Aim of the exercise: Print the listing in its entirety and exactly, leaving out images.
___ Dataset ___
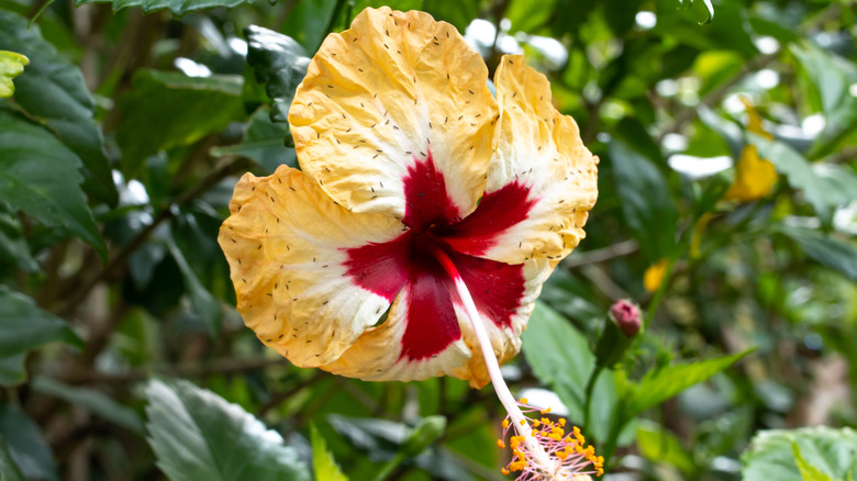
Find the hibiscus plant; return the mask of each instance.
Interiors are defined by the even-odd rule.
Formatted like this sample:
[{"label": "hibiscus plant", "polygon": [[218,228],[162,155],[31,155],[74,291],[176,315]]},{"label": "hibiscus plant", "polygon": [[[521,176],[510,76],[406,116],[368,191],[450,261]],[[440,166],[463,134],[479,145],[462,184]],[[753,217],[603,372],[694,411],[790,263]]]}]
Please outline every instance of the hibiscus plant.
[{"label": "hibiscus plant", "polygon": [[0,480],[856,478],[855,16],[0,0]]}]

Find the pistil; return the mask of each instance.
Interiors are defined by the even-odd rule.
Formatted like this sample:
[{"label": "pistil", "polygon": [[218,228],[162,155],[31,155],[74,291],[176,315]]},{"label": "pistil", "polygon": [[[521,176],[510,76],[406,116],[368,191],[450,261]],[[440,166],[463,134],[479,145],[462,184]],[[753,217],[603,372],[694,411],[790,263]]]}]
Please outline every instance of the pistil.
[{"label": "pistil", "polygon": [[[546,417],[532,420],[521,411],[521,406],[524,406],[527,412],[539,412],[538,409],[526,405],[526,400],[515,401],[512,392],[509,391],[482,318],[453,260],[435,244],[430,244],[429,250],[455,283],[470,326],[479,342],[491,385],[509,414],[503,421],[503,437],[510,427],[514,427],[517,433],[517,436],[510,438],[515,459],[509,465],[511,469],[503,469],[503,472],[508,474],[510,471],[521,471],[519,480],[583,481],[591,479],[588,474],[601,476],[603,458],[596,456],[592,447],[585,447],[586,439],[580,434],[580,429],[575,427],[571,434],[566,435],[565,420],[559,420],[559,423],[553,423]],[[549,410],[541,410],[541,414],[547,412]],[[504,446],[502,439],[498,441],[498,446]]]}]

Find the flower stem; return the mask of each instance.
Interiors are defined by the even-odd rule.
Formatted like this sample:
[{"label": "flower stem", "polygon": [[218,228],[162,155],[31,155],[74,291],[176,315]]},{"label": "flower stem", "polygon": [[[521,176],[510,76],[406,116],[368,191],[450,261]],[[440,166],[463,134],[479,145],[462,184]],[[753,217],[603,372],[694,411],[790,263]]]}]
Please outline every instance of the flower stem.
[{"label": "flower stem", "polygon": [[458,297],[461,299],[465,312],[467,313],[467,317],[470,321],[470,326],[474,328],[476,338],[479,342],[479,347],[482,350],[482,357],[485,358],[486,368],[488,369],[488,376],[491,378],[491,385],[494,388],[497,396],[500,399],[503,407],[505,407],[505,411],[509,413],[509,417],[517,430],[517,434],[524,436],[524,443],[526,445],[527,451],[531,452],[538,465],[545,468],[550,467],[554,465],[554,462],[550,460],[550,457],[547,456],[547,452],[545,452],[538,440],[532,435],[533,429],[530,427],[528,418],[524,416],[523,412],[521,412],[521,409],[517,406],[517,402],[512,395],[512,392],[509,391],[509,387],[503,380],[503,376],[500,372],[500,363],[497,362],[497,355],[491,347],[491,342],[488,338],[488,332],[486,332],[485,325],[482,324],[482,317],[479,315],[479,312],[476,309],[474,298],[470,295],[470,291],[467,289],[467,284],[465,284],[464,280],[461,279],[461,275],[458,273],[458,269],[453,264],[453,260],[449,259],[449,256],[447,256],[446,253],[444,253],[441,248],[433,246],[432,254],[441,262],[441,266],[443,266],[446,273],[453,278],[455,289],[458,291]]}]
___
Answer to this problem:
Find the hibiscus plant; return the mask of each instance.
Interiors are defined by the even-odd rule.
Formatted like this sample:
[{"label": "hibiscus plant", "polygon": [[218,228],[162,155],[31,155],[74,291],[176,315]]},{"label": "hibiscus plant", "polygon": [[[521,176],[510,76],[406,116],[368,191],[450,261]],[[440,166],[463,134],[479,145],[462,184]],[[753,217],[603,372],[694,411],[790,263]]]}]
Please outline every instance of the hibiscus plant.
[{"label": "hibiscus plant", "polygon": [[0,480],[856,478],[855,16],[0,0]]}]

Find the pistil; return the mask of each instance.
Interiors are defined by the even-odd rule.
Formatted like this sample:
[{"label": "pistil", "polygon": [[218,228],[162,155],[31,155],[74,291],[176,315]]},{"label": "pistil", "polygon": [[[521,176],[510,76],[406,116],[368,191],[450,261]],[[440,166],[463,134],[479,145],[462,184]],[[753,217],[603,372],[694,411],[790,263]]]}]
Please outline every instance of the pistil.
[{"label": "pistil", "polygon": [[[546,417],[532,420],[521,411],[521,406],[524,406],[527,412],[539,412],[538,409],[526,405],[526,400],[515,401],[512,392],[509,391],[482,318],[453,260],[435,244],[430,244],[429,250],[455,283],[470,326],[479,342],[491,385],[509,414],[503,421],[503,437],[510,427],[514,427],[517,433],[517,436],[510,438],[515,459],[509,465],[511,469],[503,469],[503,472],[508,474],[510,471],[521,471],[519,480],[583,481],[591,479],[588,474],[601,476],[603,458],[596,456],[592,447],[585,447],[586,439],[580,434],[580,429],[575,427],[571,434],[566,435],[565,420],[559,420],[559,423],[553,423]],[[549,410],[541,410],[541,414],[547,412]],[[504,446],[502,439],[498,441],[498,446]]]}]

Find the flower stem; return the mask of each instance.
Interiors are defined by the even-odd rule.
Formatted like this sample:
[{"label": "flower stem", "polygon": [[218,228],[162,155],[31,155],[74,291],[176,315]]},{"label": "flower stem", "polygon": [[[521,176],[510,76],[406,116],[368,191],[450,261]],[[440,166],[463,134],[479,145],[462,184]],[[753,217],[603,372],[694,411],[790,263]]]}]
Please outline every instance of the flower stem.
[{"label": "flower stem", "polygon": [[458,297],[461,299],[465,312],[467,313],[467,317],[470,321],[470,326],[474,328],[476,338],[479,342],[479,347],[482,350],[482,357],[485,358],[486,368],[488,369],[488,376],[491,378],[491,385],[494,388],[497,396],[500,399],[503,407],[505,407],[505,411],[509,413],[509,417],[517,430],[517,434],[524,436],[524,443],[526,445],[527,451],[531,452],[538,465],[545,468],[550,467],[554,465],[554,462],[550,460],[550,457],[547,456],[547,452],[545,452],[538,440],[532,435],[533,429],[530,427],[528,418],[524,416],[523,412],[521,412],[521,409],[517,406],[517,402],[512,395],[512,392],[509,391],[509,387],[503,380],[503,376],[500,372],[500,363],[497,362],[497,355],[491,347],[491,342],[488,338],[488,332],[486,332],[485,325],[482,324],[482,317],[479,315],[479,312],[476,309],[474,298],[470,295],[470,291],[467,289],[467,284],[465,284],[464,280],[461,279],[461,275],[458,273],[458,269],[453,264],[453,260],[449,259],[449,256],[447,256],[446,253],[444,253],[441,248],[433,246],[432,254],[441,262],[441,266],[443,266],[446,273],[453,278],[455,289],[458,291]]}]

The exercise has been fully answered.